■ **APPLY WHAT YOU READ**
1) Can you echo the Red Wings article word for word, from "Everyone and anyone, probably." to "little game instead?"?
2) Would you proceed with the article on the Red Wings' trade-deadline selling, picking up right after its final sentence?

■ **DOCUMENT PASSAGE**
Two bad nights in Ottawa forced Detroit Red Wings to pack it in now, look to future

Detroit Free Press

Steve Yzerman didn’t get to see the team he thought he’d see this season. Then again, neither did you. Though you aren’t the one who had to decide whether to buy, sell or stand pat this week heading into today’s NHL trade deadline.

Perhaps you wish you were.

Maybe you’d have held on to Tyler Bertuzzi and Filip Hronek. Or maybe you watched what Yzerman watched earlier this week in Ottawa when the Detroit Red Wings scored three goals in two games and gave up 12.

It’s hard to say that Yzerman made the decision to sell — at least for now — based solely on the carnage in Canada’s capitol. But it makes sense if we do the math:

Four teams sit between the Red Wings and the last wild card spot, five if you count Ottawa, who is tied with Detroit in points but ahead in tiebreakers. Little more than a week ago, the Wings were sitting in that coveted spot.

DYLAN LARKIN:Happy for contract, but ‘upset’ over Tyler Bertuzzi trade

They’d just beaten the New York Rangers and had won seven of eight and the coach and players were talking about “maturity” and “sacrifice” and “patience.” They were contending. Not for the Cup, but for a spot in the tournament, and in hockey it’s often about getting in.

No one was suggesting the Red Wings were going to scare the Boston Bruins, the Eastern Conference’s best team and No. 1 seed by a mile. But as the buzz started to vibrate, it wasn’t hard to overhear:

“Who wants to see these guys in the playoffs?”

After a shutout loss to Tampa and beatdowns in Ottawa?

Everyone and anyone, probably. Or not. That’d be arrogant on those teams’ part, and let’s not put words in their mouths, OK?

How about we play a little game instead?

Let’s say the Wings beat Tampa last Saturday night at Little Caesars Arena — hey, it’s not impossible, they beat Tampa twice in December and hadn’t lost to the Lightning this season. That’s two points.

(Spatial localization data)
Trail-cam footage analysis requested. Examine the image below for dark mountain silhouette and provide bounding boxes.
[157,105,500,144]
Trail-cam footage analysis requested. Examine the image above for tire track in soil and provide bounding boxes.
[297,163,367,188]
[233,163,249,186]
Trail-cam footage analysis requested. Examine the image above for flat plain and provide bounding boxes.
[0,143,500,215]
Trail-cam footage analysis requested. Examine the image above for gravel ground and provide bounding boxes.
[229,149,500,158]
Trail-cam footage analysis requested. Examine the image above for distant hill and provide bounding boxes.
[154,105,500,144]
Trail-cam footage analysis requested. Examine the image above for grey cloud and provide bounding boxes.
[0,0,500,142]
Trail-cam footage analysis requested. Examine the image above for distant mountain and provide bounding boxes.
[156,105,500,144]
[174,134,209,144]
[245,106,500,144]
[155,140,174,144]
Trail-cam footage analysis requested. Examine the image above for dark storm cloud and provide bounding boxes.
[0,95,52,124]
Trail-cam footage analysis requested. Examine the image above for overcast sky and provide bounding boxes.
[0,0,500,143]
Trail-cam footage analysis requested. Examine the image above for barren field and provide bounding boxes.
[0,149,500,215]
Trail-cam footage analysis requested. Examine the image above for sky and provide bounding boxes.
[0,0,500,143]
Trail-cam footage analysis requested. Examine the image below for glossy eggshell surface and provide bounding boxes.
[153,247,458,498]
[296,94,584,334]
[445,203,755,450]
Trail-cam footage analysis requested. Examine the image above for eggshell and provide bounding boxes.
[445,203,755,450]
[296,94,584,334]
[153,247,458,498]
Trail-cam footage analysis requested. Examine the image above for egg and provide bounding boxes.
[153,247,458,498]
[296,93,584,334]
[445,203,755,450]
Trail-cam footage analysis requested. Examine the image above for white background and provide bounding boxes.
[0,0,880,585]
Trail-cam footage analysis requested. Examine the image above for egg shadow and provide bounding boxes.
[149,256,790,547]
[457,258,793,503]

■ **ANSWERS FOR EACH ITEM**
1)
Everyone and anyone, probably. Or not. That’d be arrogant on those teams’ part, and let’s not put words in their mouths, OK?

How about we play a little game instead?

2)
Let’s also say the Wings swept the Senators in Ottawa, also possible, though less likely as they split with Ottawa in late December. Still, the way the Wings were playing, it wasn’t unfathomable.

Derek Lalonde, the Wings’ coach, was seeing what he’d been teaching all along: smart, patient, unselfish hockey. He was also seeing growing confidence.

The Wings were starting to believe they could make a push to the playoffs, so much that when they took the ice against the Rangers, they were nervous and even a little tight. Lalonde liked that his team felt the pressure, the rising stakes, that’s how young teams learn.

Let’s say that the Wings won those aforementioned three games. That they had 70 points. That those 70 points would be good enough for fourth in the Atlantic Division as of Thursday afternoon and good enough for a tie with the New York Islanders for the No. 7 spot in the Eastern Conference.

Does Yzerman trade Bertuzzi and Hronek then?

He might say he would, and maybe he will say that the next time he speaks to the media. But it sure would’ve been a lot harder to break up the gang if they hadn’t gotten rolled in Ottawa.

Heck, just consider Dylan Larkin, the Wings’ captain who just signed an eight-year, $69.6 million contract and still had to hold back tears when talking about his buddy Bertuzzi: 

“I saw him this morning and he was upset and I am, too. It’s difficult.”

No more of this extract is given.